--- BEGIN Record excerpts ---

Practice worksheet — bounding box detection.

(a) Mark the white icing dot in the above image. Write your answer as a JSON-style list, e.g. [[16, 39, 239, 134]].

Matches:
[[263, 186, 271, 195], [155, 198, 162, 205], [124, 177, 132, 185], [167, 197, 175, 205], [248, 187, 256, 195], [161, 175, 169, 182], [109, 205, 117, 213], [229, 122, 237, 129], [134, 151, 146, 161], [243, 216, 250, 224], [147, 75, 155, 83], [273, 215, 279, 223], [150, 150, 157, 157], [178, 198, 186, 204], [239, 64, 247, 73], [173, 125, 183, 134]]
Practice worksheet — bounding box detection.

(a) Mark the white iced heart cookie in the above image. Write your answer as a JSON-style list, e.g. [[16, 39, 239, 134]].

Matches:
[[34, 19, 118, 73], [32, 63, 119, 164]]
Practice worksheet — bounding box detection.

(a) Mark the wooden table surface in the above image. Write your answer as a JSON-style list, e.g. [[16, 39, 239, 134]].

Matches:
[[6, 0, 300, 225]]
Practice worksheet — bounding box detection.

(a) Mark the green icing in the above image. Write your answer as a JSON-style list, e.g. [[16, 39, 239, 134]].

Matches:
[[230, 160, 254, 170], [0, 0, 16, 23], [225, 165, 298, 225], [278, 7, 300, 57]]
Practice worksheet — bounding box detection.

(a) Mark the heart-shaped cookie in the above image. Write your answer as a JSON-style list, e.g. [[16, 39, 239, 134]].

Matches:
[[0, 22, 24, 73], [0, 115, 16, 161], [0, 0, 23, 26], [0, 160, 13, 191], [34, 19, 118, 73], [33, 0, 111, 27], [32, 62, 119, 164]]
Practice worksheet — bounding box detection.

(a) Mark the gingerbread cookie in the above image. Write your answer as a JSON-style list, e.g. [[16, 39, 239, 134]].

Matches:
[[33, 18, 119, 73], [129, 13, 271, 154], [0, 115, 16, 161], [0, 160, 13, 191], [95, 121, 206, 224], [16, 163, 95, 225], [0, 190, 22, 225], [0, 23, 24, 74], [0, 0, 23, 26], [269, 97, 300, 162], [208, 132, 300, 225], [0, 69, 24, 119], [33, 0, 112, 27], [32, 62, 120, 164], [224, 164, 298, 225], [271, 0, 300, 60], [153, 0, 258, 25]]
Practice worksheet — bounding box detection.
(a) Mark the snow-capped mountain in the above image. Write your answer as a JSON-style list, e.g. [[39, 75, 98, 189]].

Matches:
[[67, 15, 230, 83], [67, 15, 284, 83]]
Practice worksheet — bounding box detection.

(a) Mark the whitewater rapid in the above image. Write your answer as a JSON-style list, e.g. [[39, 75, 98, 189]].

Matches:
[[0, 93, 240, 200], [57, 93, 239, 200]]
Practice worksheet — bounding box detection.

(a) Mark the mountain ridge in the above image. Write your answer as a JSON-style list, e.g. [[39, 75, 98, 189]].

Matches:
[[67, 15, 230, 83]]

--- END Record excerpts ---
--- BEGIN Record excerpts ---

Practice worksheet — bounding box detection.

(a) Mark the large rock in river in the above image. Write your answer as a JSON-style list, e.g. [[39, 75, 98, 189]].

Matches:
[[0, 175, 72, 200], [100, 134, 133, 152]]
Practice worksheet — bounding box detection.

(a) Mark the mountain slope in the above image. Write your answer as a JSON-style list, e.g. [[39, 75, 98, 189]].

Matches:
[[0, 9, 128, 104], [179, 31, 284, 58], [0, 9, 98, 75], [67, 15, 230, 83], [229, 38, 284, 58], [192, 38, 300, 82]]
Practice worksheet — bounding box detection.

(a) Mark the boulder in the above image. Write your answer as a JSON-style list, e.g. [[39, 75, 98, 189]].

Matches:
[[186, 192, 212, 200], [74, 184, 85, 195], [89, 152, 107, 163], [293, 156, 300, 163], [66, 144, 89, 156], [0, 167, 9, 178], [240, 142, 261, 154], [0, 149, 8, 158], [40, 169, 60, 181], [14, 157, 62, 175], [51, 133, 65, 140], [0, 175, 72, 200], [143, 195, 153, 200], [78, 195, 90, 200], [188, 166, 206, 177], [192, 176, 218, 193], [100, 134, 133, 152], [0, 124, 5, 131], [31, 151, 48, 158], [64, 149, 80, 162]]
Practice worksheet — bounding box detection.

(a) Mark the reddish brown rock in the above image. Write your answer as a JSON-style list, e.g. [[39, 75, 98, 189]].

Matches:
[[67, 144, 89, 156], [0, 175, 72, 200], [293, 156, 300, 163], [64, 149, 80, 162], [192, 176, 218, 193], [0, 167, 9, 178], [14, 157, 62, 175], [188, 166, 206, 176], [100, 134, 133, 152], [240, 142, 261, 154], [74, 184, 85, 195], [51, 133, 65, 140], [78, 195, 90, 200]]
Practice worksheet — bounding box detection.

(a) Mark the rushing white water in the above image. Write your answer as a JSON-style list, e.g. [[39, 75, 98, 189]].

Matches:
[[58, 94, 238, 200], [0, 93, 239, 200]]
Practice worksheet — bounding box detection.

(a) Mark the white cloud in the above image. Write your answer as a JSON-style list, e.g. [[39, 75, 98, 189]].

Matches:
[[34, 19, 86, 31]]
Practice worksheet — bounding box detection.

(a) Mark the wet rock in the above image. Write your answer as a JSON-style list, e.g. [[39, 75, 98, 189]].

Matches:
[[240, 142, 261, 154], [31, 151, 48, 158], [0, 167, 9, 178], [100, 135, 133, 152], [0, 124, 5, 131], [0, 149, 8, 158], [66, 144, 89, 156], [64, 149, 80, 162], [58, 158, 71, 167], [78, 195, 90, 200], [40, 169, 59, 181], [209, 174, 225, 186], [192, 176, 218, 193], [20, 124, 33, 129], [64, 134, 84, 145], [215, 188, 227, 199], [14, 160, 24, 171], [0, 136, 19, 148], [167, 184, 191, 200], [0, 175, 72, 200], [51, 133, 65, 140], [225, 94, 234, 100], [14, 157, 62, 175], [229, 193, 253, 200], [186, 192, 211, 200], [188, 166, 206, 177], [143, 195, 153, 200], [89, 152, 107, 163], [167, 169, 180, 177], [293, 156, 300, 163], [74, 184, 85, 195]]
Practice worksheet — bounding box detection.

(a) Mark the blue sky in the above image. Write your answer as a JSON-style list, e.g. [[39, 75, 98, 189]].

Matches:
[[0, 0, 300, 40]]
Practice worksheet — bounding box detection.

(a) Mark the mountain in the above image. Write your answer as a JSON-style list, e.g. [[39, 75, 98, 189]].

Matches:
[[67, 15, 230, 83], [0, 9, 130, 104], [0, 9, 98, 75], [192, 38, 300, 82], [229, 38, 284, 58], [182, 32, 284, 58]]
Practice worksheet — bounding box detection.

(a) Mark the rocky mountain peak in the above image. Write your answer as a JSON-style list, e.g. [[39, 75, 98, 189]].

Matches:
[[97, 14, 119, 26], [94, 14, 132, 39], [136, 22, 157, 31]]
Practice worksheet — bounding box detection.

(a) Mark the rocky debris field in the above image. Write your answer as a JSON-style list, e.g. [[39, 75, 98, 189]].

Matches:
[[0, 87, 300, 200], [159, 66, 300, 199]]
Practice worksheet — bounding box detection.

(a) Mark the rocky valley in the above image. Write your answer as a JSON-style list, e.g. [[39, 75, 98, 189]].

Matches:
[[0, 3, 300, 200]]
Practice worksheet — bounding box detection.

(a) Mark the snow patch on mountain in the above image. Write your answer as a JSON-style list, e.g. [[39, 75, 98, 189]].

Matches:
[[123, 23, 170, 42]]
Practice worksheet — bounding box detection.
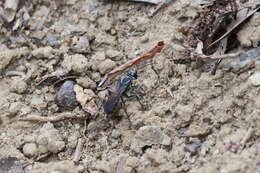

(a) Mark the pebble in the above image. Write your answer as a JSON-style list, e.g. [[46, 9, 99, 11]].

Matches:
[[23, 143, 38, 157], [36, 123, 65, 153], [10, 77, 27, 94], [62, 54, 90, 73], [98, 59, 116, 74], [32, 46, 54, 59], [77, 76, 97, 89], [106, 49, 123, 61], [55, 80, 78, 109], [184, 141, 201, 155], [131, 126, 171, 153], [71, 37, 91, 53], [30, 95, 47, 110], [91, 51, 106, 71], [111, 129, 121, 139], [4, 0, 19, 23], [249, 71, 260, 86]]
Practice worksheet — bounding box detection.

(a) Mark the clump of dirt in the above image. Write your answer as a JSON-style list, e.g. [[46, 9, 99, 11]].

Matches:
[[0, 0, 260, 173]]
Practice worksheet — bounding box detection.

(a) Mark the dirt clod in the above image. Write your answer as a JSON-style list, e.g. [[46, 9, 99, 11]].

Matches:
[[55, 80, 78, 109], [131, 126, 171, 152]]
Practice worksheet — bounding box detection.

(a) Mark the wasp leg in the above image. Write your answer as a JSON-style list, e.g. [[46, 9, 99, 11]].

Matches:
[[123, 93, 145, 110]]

--- END Record excerpts ---

> Directions: Pick out each line in the items above that contains the word "dirt", and copy those lines in full.

> The reply:
(a) Mark the clump of dirt in the above image. Write your answer as a JSON-style list, e.g. [[46, 9, 99, 11]].
(a) Mark the dirt clod in the above image. Write your answer as a JSON-style list, e.g. [[46, 9, 99, 11]].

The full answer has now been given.